Wednesday, November 16, 2005

Endurance Athletes - Just Say No to Creatine Supplementation

What is creatine? creatine is a molecule found inside muscle cells, in its active state creatine is bound to a phosphate molecule and is thus present in its active form inside muscles cells in the form of creatine phosphate.

When the muscle cells, do work, contracting, pumping ions, etc, muscle cells expend chemical energy in the form of ATP. To use ATP, the ATP gets broken into two molecules, ADP, a phosphate molecule, and in the process release energy. Each muscle cell has a very limited supply of available ATP and to continue to work past a second or so the ADP in the muscle needs to be “recycled”, rebind with a phosphate molecule and thus convert back to ATP.

There are a number of systems which allow for the recycling of ADP, creatine phosphate is one such system. Creatine phosphate works like a capacitor or battery for the cell, during moments of exceptionally high ATP demand. During anaerobic metabolism, creatine phosphate will bind in a one to one ratio with ADP to convert ADP back to ATP and release a creatine molecule. Later when there is excess ATP, ATP can combine again with the creatine to reenergize the creatine molecule and rebind a phosphate ion to it. The problem, or catch with the creatine energy system is that it is only capable of providing enough energy for a few seconds of exertion, and it takes hundreds of seconds to recharge.
* * * * * * * * *
Work task 1: Rewrite the stretch of the creatine article from "There are a" through "seconds to recharge.", switching "battery" to "reservoir".
Work task 2: Which chemical substances does the creatine article name?
Work task 3: Write the next part of the creatine article, picking up after its final sentence.
The lines that follow bear no relation to the creatine article.

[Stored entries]
* * * * * * * * *
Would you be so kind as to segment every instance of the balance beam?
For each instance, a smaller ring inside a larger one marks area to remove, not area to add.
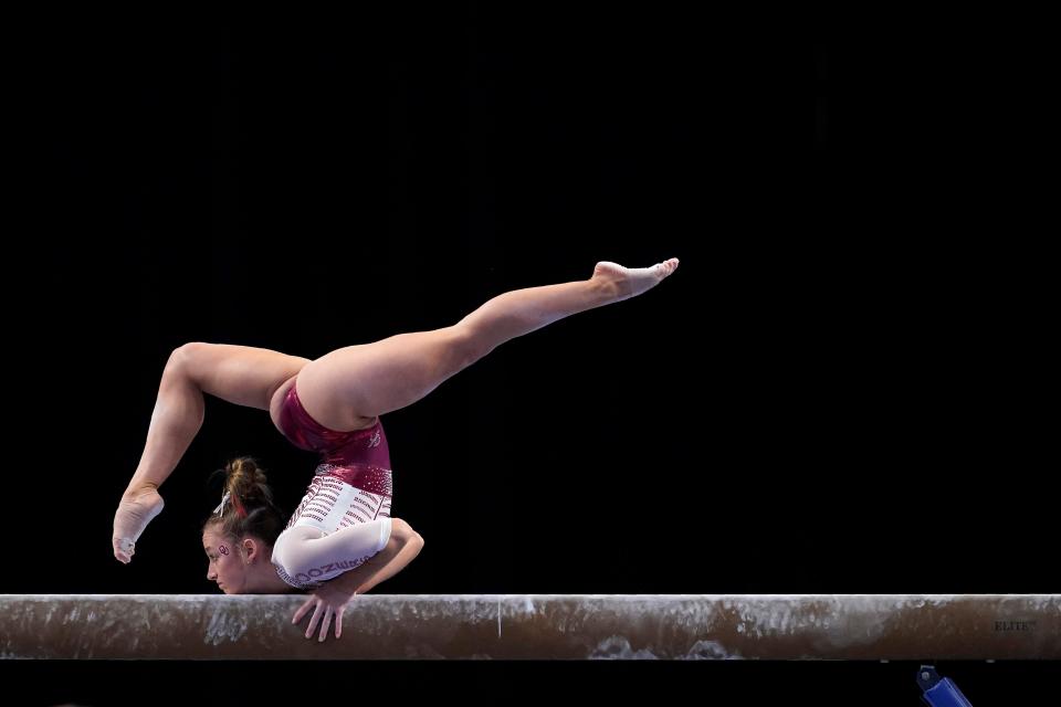
[[[14,659],[1059,659],[1061,594],[0,594]]]

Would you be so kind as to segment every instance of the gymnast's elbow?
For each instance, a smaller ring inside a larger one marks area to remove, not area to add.
[[[401,518],[391,518],[390,520],[390,537],[395,540],[406,545],[407,542],[414,542],[421,548],[423,547],[423,537],[412,529],[412,526],[402,520]]]

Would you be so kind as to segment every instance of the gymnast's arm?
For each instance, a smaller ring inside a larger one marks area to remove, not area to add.
[[[391,519],[390,538],[384,549],[360,566],[339,574],[313,590],[313,595],[298,608],[292,623],[298,623],[314,609],[306,629],[306,637],[313,635],[321,622],[321,641],[328,632],[330,618],[335,615],[335,637],[343,635],[343,612],[356,594],[364,594],[384,580],[390,579],[406,568],[423,549],[423,538],[400,518]],[[321,619],[324,621],[321,621]]]

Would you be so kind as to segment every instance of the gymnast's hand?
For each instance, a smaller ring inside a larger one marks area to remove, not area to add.
[[[343,612],[346,611],[347,604],[354,599],[357,592],[353,589],[343,587],[342,582],[330,581],[322,587],[313,590],[313,597],[306,600],[302,606],[298,608],[298,611],[295,612],[294,618],[291,620],[291,623],[298,623],[306,612],[309,611],[311,606],[315,606],[313,612],[313,618],[309,620],[309,625],[306,627],[306,637],[311,637],[313,632],[316,631],[317,622],[321,622],[321,637],[318,641],[324,641],[325,636],[328,635],[328,623],[332,621],[332,616],[335,616],[335,637],[338,639],[343,635]],[[324,621],[321,621],[321,619]]]

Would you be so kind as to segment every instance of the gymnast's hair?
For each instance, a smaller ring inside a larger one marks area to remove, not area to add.
[[[210,475],[224,474],[224,495],[202,524],[202,530],[220,526],[217,531],[235,539],[252,535],[273,545],[287,525],[283,511],[273,503],[273,492],[265,471],[253,458],[234,458],[224,468]]]

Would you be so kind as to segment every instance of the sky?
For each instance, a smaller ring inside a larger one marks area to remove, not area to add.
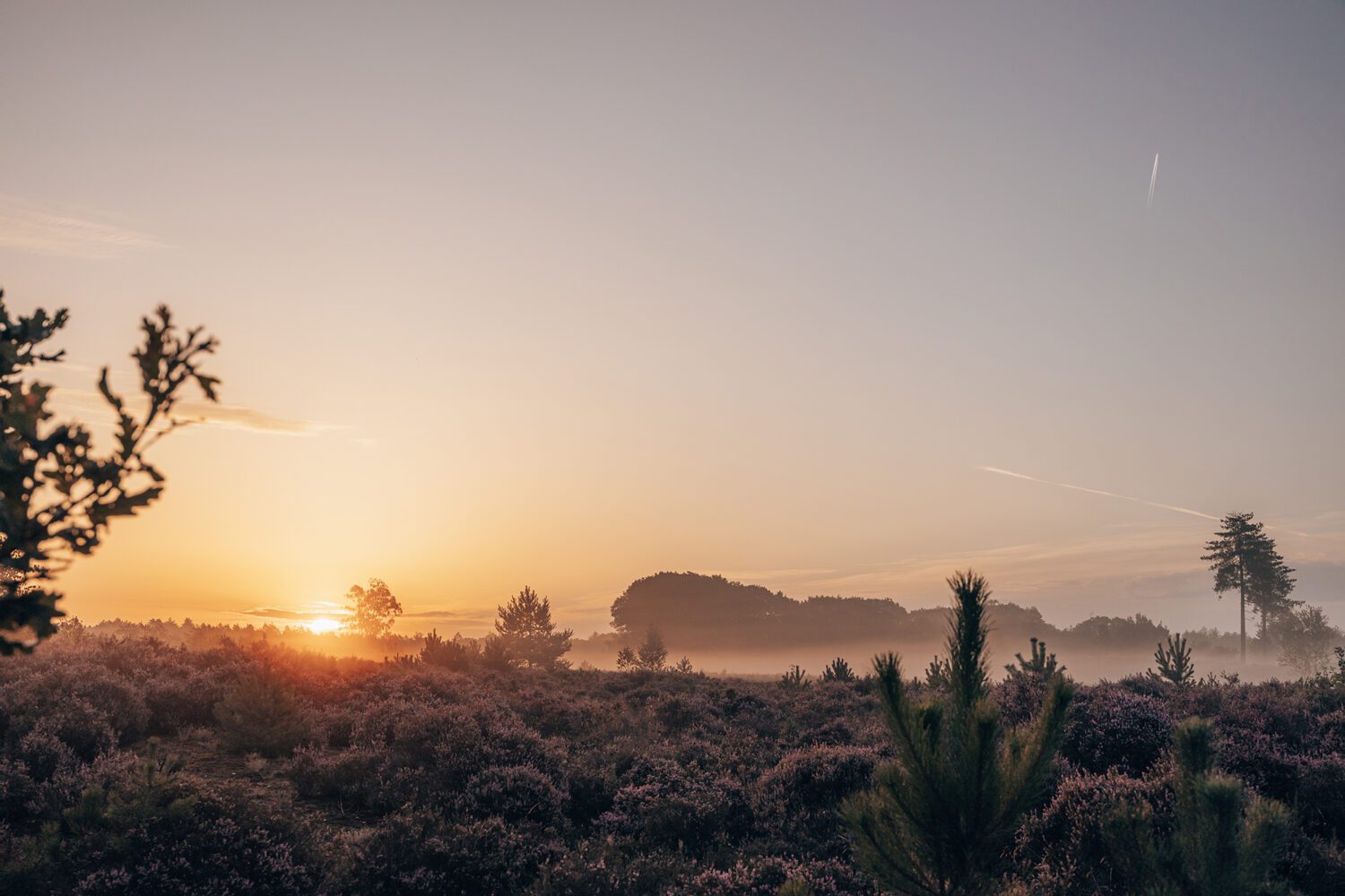
[[[588,634],[660,570],[974,566],[1227,630],[1198,557],[1254,510],[1345,625],[1341,46],[1332,3],[0,0],[0,286],[71,312],[61,410],[160,302],[222,344],[63,606],[377,576],[476,634],[529,584]]]

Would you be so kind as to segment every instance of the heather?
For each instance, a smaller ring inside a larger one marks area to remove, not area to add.
[[[456,670],[73,631],[5,660],[0,888],[877,892],[842,807],[897,754],[880,681],[857,672],[784,686]],[[987,711],[1028,724],[1053,674],[994,676]],[[1155,850],[1167,842],[1182,805],[1174,733],[1200,716],[1210,774],[1236,778],[1239,799],[1283,806],[1278,879],[1340,892],[1342,684],[1077,685],[1057,758],[1005,834],[997,885],[1141,892],[1108,819],[1128,811],[1158,832]]]

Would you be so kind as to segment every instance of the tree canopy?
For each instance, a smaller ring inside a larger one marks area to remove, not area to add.
[[[1266,535],[1266,524],[1255,523],[1252,513],[1229,513],[1220,520],[1220,529],[1205,544],[1208,553],[1201,560],[1209,563],[1215,574],[1215,594],[1239,594],[1239,625],[1241,629],[1241,658],[1247,660],[1247,604],[1259,618],[1259,634],[1264,641],[1276,619],[1294,609],[1291,600],[1294,570],[1284,564],[1275,540]]]
[[[114,447],[98,454],[81,423],[54,423],[52,387],[31,379],[38,364],[65,351],[43,349],[69,313],[36,309],[12,316],[0,292],[0,656],[31,650],[55,633],[61,594],[48,583],[78,555],[101,544],[113,519],[153,504],[164,474],[145,451],[165,433],[195,422],[176,412],[183,387],[195,383],[210,402],[219,380],[202,372],[218,343],[196,326],[182,332],[165,305],[143,317],[136,361],[141,395],[113,391],[106,367],[98,392],[116,420]]]
[[[346,627],[367,638],[383,638],[393,630],[393,621],[402,615],[391,588],[382,579],[370,579],[369,587],[350,586],[346,592]]]
[[[498,610],[495,631],[499,633],[500,647],[514,662],[535,669],[570,665],[561,657],[569,652],[574,631],[555,630],[549,598],[539,598],[537,591],[525,587]]]

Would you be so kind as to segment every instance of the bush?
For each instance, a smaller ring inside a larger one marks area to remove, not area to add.
[[[219,743],[230,752],[288,756],[309,728],[293,690],[270,670],[245,676],[215,704]]]
[[[451,823],[430,811],[401,811],[359,848],[351,888],[408,896],[516,893],[557,853],[557,844],[499,818]]]
[[[1084,688],[1065,728],[1061,754],[1084,771],[1142,775],[1167,752],[1171,727],[1158,697],[1108,684]]]
[[[646,846],[694,853],[736,842],[751,825],[751,811],[737,780],[658,759],[635,768],[601,825]]]
[[[781,840],[822,856],[845,850],[841,803],[872,786],[878,756],[862,747],[807,747],[785,754],[757,779],[757,821]]]

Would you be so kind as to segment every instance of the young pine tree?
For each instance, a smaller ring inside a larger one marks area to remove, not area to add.
[[[826,669],[822,670],[823,681],[854,681],[854,669],[850,664],[845,661],[845,657],[837,657],[833,660]]]
[[[621,647],[617,650],[616,668],[623,672],[664,672],[667,658],[668,649],[663,643],[663,635],[658,629],[650,626],[644,634],[644,643],[635,649]]]
[[[1190,661],[1190,646],[1180,633],[1167,637],[1167,646],[1158,645],[1154,650],[1154,662],[1158,672],[1149,670],[1149,677],[1154,681],[1166,681],[1180,688],[1196,680],[1196,664]]]
[[[510,598],[508,604],[499,607],[495,621],[504,649],[514,661],[534,669],[566,669],[562,660],[570,649],[570,629],[555,630],[551,622],[551,602],[537,596],[537,591],[525,587]]]
[[[808,684],[808,673],[799,666],[790,666],[788,672],[780,676],[780,686],[785,690],[803,690]]]
[[[1009,673],[1010,678],[1029,678],[1032,681],[1049,681],[1057,674],[1064,674],[1065,668],[1056,662],[1056,654],[1046,653],[1046,642],[1032,639],[1030,643],[1032,660],[1024,660],[1021,653],[1015,653],[1014,658],[1018,665],[1009,664],[1005,666],[1005,672]]]
[[[1215,771],[1215,727],[1188,719],[1173,735],[1176,817],[1155,826],[1149,803],[1115,809],[1104,836],[1131,892],[1145,896],[1272,896],[1289,887],[1275,861],[1289,810]]]
[[[989,695],[990,590],[974,572],[948,584],[947,689],[916,704],[897,656],[874,660],[897,758],[845,809],[861,862],[897,893],[991,892],[1018,819],[1045,787],[1073,695],[1054,676],[1036,720],[1009,729]]]

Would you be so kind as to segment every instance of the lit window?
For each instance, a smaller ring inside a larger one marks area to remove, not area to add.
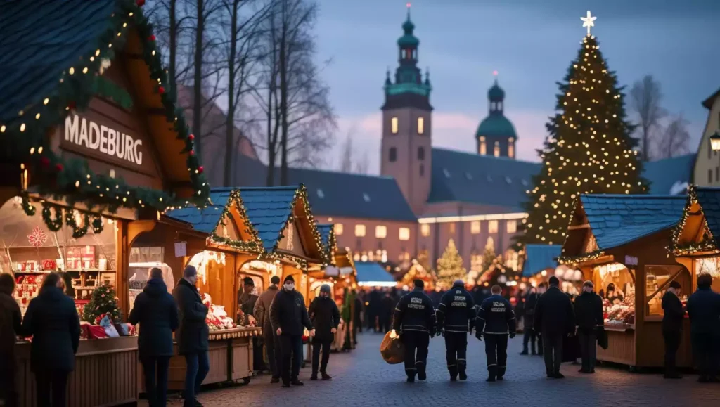
[[[470,222],[470,233],[473,235],[477,235],[480,233],[480,221],[474,220]]]
[[[387,236],[387,227],[382,225],[375,226],[375,237],[379,239],[384,239]]]
[[[505,227],[508,233],[514,233],[518,231],[518,221],[517,220],[508,220]]]
[[[365,225],[355,225],[355,236],[359,238],[365,237]]]
[[[498,221],[490,220],[487,223],[487,233],[498,233]]]

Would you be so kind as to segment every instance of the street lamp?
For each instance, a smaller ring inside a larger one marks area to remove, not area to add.
[[[710,136],[710,146],[715,151],[720,150],[720,130],[716,130],[715,134]]]

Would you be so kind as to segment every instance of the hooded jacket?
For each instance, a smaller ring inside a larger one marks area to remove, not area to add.
[[[80,318],[75,302],[57,287],[44,287],[27,306],[22,333],[32,336],[33,372],[75,369],[80,344]]]
[[[150,279],[135,298],[128,318],[140,324],[138,354],[145,357],[173,355],[173,332],[178,328],[178,305],[162,279]]]

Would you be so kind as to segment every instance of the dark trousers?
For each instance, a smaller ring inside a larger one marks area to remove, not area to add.
[[[185,406],[195,406],[195,395],[200,392],[200,385],[210,370],[207,352],[185,354]]]
[[[37,407],[65,407],[69,375],[67,370],[36,371]]]
[[[710,334],[693,334],[693,354],[698,364],[701,378],[714,377],[717,374],[717,350],[714,336]]]
[[[665,375],[677,374],[677,355],[680,349],[680,331],[663,331],[662,339],[665,342]]]
[[[487,359],[487,375],[502,377],[508,364],[508,335],[485,334],[485,358]]]
[[[280,352],[282,367],[280,377],[282,383],[287,384],[291,380],[297,380],[302,363],[302,336],[280,335],[276,337],[280,340]]]
[[[415,377],[415,373],[424,375],[426,364],[428,363],[430,334],[427,332],[410,331],[403,332],[400,340],[405,349],[405,365],[408,377]]]
[[[448,362],[450,375],[455,377],[459,372],[464,372],[467,366],[467,334],[465,332],[445,332],[445,357]]]
[[[14,354],[0,355],[0,400],[6,407],[17,406]]]
[[[320,373],[325,373],[328,370],[328,361],[330,360],[330,348],[333,345],[333,340],[318,341],[312,339],[312,375],[318,375],[318,366],[320,365]],[[320,359],[320,350],[323,351],[323,358]]]
[[[150,407],[165,407],[168,402],[168,368],[170,357],[140,359],[145,375],[145,393]]]
[[[582,369],[592,370],[595,369],[595,362],[598,354],[598,336],[595,331],[577,332],[580,342],[580,359],[582,360]]]
[[[563,336],[562,334],[542,334],[543,356],[545,358],[545,371],[548,375],[560,372]]]

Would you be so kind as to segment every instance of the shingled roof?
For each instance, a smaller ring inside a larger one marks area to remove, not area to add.
[[[598,248],[604,250],[675,226],[683,215],[685,197],[583,194],[580,202]]]

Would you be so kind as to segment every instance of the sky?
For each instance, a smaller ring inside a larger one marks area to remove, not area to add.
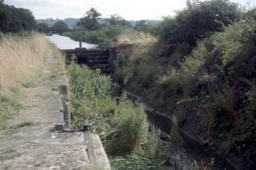
[[[255,0],[230,0],[244,6],[256,6]],[[186,7],[186,0],[4,0],[16,8],[29,9],[36,19],[80,18],[91,8],[103,18],[117,14],[126,20],[160,20],[174,10]]]

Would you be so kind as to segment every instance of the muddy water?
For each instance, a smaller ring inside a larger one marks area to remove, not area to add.
[[[46,37],[61,49],[75,49],[76,48],[79,47],[79,41],[74,41],[69,37],[56,34],[53,34],[52,36],[46,36]],[[96,48],[98,46],[96,44],[82,42],[82,47],[85,47],[87,49]]]
[[[138,99],[137,98],[138,96],[133,95],[127,92],[125,92],[128,94],[128,98],[132,100],[135,104],[142,104],[140,101],[140,99]],[[152,111],[151,108],[147,108],[146,107],[145,108],[148,124],[149,125],[154,125],[155,127],[160,129],[166,134],[169,134],[172,124],[171,120],[166,116]],[[171,152],[173,156],[175,156],[175,155],[173,155],[175,154],[183,156],[183,160],[184,164],[183,170],[190,169],[189,161],[193,162],[195,160],[198,164],[198,163],[200,164],[201,160],[207,163],[209,162],[211,158],[215,158],[215,159],[214,165],[211,167],[212,170],[235,169],[225,159],[218,156],[215,152],[198,144],[186,135],[182,133],[180,133],[180,135],[183,140],[183,145],[180,149]]]

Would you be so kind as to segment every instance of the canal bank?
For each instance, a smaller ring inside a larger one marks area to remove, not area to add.
[[[60,87],[67,82],[61,57],[51,46],[37,85],[22,89],[23,107],[8,121],[10,130],[0,135],[0,169],[110,169],[97,134],[89,138],[84,132],[61,130],[65,110]]]

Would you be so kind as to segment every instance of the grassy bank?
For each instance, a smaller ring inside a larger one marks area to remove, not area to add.
[[[225,156],[255,160],[255,20],[197,42],[189,55],[164,57],[161,43],[119,55],[114,76],[125,87],[177,118],[180,128]],[[156,102],[157,101],[157,102]],[[241,134],[243,134],[241,135]]]
[[[146,115],[143,107],[134,107],[123,94],[116,101],[110,77],[86,67],[69,67],[72,124],[81,128],[93,122],[102,141],[112,170],[164,170],[169,150],[160,141],[158,132],[147,135]],[[165,149],[165,150],[164,149]]]
[[[0,131],[20,107],[20,88],[36,84],[48,44],[44,35],[35,32],[0,35]]]

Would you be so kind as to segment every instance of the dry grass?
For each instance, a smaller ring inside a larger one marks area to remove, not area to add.
[[[35,32],[22,37],[0,34],[0,135],[8,131],[6,120],[20,107],[20,87],[35,84],[48,46],[45,36]]]
[[[3,38],[0,41],[0,94],[8,95],[35,77],[44,64],[48,44],[45,37],[36,32],[31,36]]]
[[[143,44],[156,40],[156,38],[150,34],[143,32],[129,32],[121,35],[117,37],[119,44]]]

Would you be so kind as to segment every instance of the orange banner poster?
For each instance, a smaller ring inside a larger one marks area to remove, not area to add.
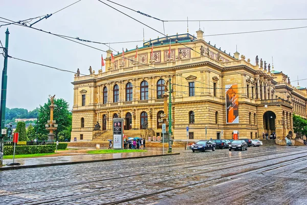
[[[226,123],[239,123],[238,85],[225,86],[226,92]]]

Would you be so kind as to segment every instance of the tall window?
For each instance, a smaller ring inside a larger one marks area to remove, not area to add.
[[[126,114],[125,130],[131,130],[132,128],[132,115],[128,112]]]
[[[102,116],[102,130],[106,130],[106,115]]]
[[[141,99],[148,99],[148,83],[144,80],[141,83]]]
[[[216,83],[213,83],[213,96],[216,97]]]
[[[105,87],[103,88],[103,104],[106,104],[107,102],[107,88]]]
[[[160,79],[157,83],[157,99],[162,99],[164,94],[164,83],[163,79]]]
[[[118,85],[116,85],[114,86],[114,89],[113,90],[113,102],[118,102],[119,93],[119,89]]]
[[[189,83],[189,96],[194,96],[195,95],[195,91],[194,90],[194,82],[190,82]]]
[[[247,94],[247,97],[249,97],[249,85],[246,86],[246,93]]]
[[[82,95],[82,106],[85,106],[85,95]]]
[[[128,83],[126,86],[126,101],[132,101],[132,84]]]
[[[81,127],[82,128],[84,127],[84,118],[83,117],[81,118]]]
[[[195,122],[194,119],[194,112],[190,111],[189,113],[189,123],[190,124],[193,124]]]
[[[162,124],[159,123],[159,119],[161,117],[161,114],[163,114],[164,112],[162,110],[158,112],[158,114],[157,115],[157,129],[162,129]]]
[[[146,129],[148,128],[148,118],[147,114],[146,112],[142,112],[141,113],[141,129]]]

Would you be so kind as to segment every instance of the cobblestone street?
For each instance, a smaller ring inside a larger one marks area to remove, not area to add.
[[[175,148],[180,155],[3,171],[0,203],[303,204],[306,151]]]

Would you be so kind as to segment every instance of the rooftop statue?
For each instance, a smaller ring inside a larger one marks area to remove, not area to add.
[[[204,48],[203,45],[201,46],[201,48],[200,50],[201,50],[201,56],[202,56],[204,55],[204,53],[205,53],[205,49]]]
[[[259,66],[259,58],[258,55],[256,56],[256,66]]]

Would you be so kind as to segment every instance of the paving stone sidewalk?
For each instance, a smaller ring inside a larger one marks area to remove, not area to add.
[[[163,155],[162,150],[160,149],[148,149],[147,152],[131,152],[112,154],[89,154],[86,151],[83,150],[78,151],[63,151],[59,152],[58,155],[63,156],[33,157],[15,159],[15,162],[20,163],[20,165],[5,165],[0,167],[0,171],[23,168],[49,167],[58,165],[72,165],[81,163],[90,163],[97,161],[121,160],[125,159],[137,158],[142,157],[155,157]],[[165,152],[164,155],[170,154],[179,154],[178,153],[168,154]],[[67,156],[69,155],[68,156]],[[65,156],[66,155],[66,156]],[[13,162],[13,159],[4,159],[3,164]]]

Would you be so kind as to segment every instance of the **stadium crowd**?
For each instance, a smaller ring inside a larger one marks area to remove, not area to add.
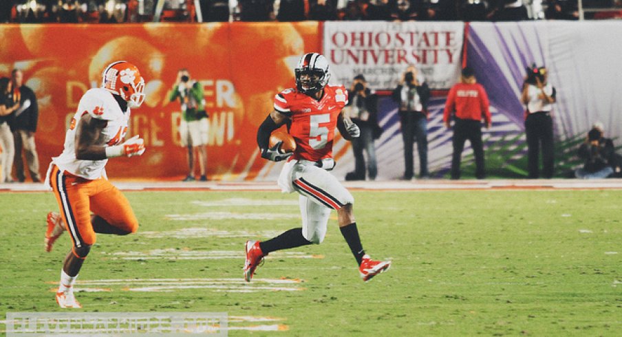
[[[0,22],[577,20],[577,0],[3,0]],[[622,0],[586,0],[615,8]],[[617,17],[619,12],[608,12]],[[593,12],[586,18],[598,18]]]

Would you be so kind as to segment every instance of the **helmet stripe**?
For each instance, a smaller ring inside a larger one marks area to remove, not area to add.
[[[304,62],[304,64],[303,65],[303,67],[304,67],[305,68],[308,68],[310,67],[310,65],[311,64],[311,60],[312,58],[313,58],[312,53],[309,53],[309,54],[306,54],[305,56],[305,62]]]

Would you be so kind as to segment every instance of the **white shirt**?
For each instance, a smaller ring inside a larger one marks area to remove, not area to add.
[[[527,109],[529,113],[540,111],[550,111],[553,109],[553,105],[546,101],[544,98],[539,98],[541,92],[540,89],[535,85],[528,85],[527,89],[527,97],[529,101],[527,102]],[[547,83],[542,88],[546,96],[550,97],[553,94],[553,86]]]
[[[76,130],[85,113],[108,122],[102,130],[101,144],[108,146],[123,142],[130,111],[129,108],[125,112],[121,111],[112,94],[105,89],[91,89],[80,99],[78,109],[65,136],[65,149],[61,155],[52,158],[52,161],[61,170],[85,179],[95,180],[102,176],[108,160],[81,160],[76,158]]]

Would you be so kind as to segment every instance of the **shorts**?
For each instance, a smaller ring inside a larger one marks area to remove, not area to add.
[[[281,186],[285,177],[292,188],[283,188],[283,191],[295,191],[300,195],[303,236],[313,243],[321,243],[326,235],[330,210],[353,204],[354,197],[334,175],[313,162],[292,160],[286,163],[279,178]]]
[[[108,224],[128,233],[138,229],[138,220],[129,202],[108,180],[85,179],[61,171],[52,165],[46,181],[54,191],[61,215],[74,247],[95,243],[96,234],[91,224],[91,212]]]
[[[199,146],[207,145],[209,123],[207,118],[186,121],[182,118],[180,122],[180,137],[182,146]]]

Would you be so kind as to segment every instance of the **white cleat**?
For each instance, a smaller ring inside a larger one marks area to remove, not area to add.
[[[82,305],[74,296],[73,292],[57,292],[56,303],[63,309],[80,309],[82,307]]]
* * * * * * * * *
Answer space 1:
There are a number of systems which allow for the recycling of ADP, creatine phosphate is one such system. Creatine phosphate works like a capacitor or reservoir for the cell, during moments of exceptionally high ATP demand. During anaerobic metabolism, creatine phosphate will bind in a one to one ratio with ADP to convert ADP back to ATP and release a creatine molecule. Later when there is excess ATP, ATP can combine again with the creatine to reenergize the creatine molecule and rebind a phosphate ion to it. The problem, or catch with the creatine energy system is that it is only capable of providing enough energy for a few seconds of exertion, and it takes hundreds of seconds to recharge.

Answer space 2: Creatine, phosphate, creatine phosphate, ATP and ADP.

Answer space 3:
Thus for the endurance athletes, who's primarily operating aerobically the creatine energy system goes entirely unused and further since the creatine energy system provides such a minute length of energy, the benefit from any increase due to additional creatine will also be minute. What is an extra 1 second of available energy? Where the cost, in terms of increased muscular weight due to the added creatine is always present leading to some research which shows endurance athletes perform poorer when subjected to creatine supplementation then subjects who didn't supplement with creatine.